Text for analysis ->
It’s November, the month of national Thanksgiving. Facebook friends are posting daily thanksgiving notes and families are preparing for family Thanksgiving feasts. Christians should be introspective about our thankfulness and ask a couple of questions. First, do I credit my heavenly Father with the mercies and even the riches that I experience? Secondly, do I extend my thanksgiving habits to every day of every month of every year (because those are the days in which I experience new blessings from the Father)?

Data records ->
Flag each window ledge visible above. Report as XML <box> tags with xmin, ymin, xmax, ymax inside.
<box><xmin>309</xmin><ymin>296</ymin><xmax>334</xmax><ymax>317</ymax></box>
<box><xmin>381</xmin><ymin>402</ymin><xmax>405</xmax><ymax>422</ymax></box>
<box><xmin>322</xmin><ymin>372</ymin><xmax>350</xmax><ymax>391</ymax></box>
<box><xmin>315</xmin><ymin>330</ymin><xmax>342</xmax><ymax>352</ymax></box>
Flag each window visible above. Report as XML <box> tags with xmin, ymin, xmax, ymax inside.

Directions -> Retype the whole text on thankfulness in November word for word. The rows are separate material and have nothing to do with the text.

Response area ->
It’s November, the month of national Thanksgiving. Facebook friends are posting daily thanksgiving notes and families are preparing for family Thanksgiving feasts. Christians should be introspective about our thankfulness and ask a couple of questions. First, do I credit my heavenly Father with the mercies and even the riches that I experience? Secondly, do I extend my thanksgiving habits to every day of every month of every year (because those are the days in which I experience new blessings from the Father)?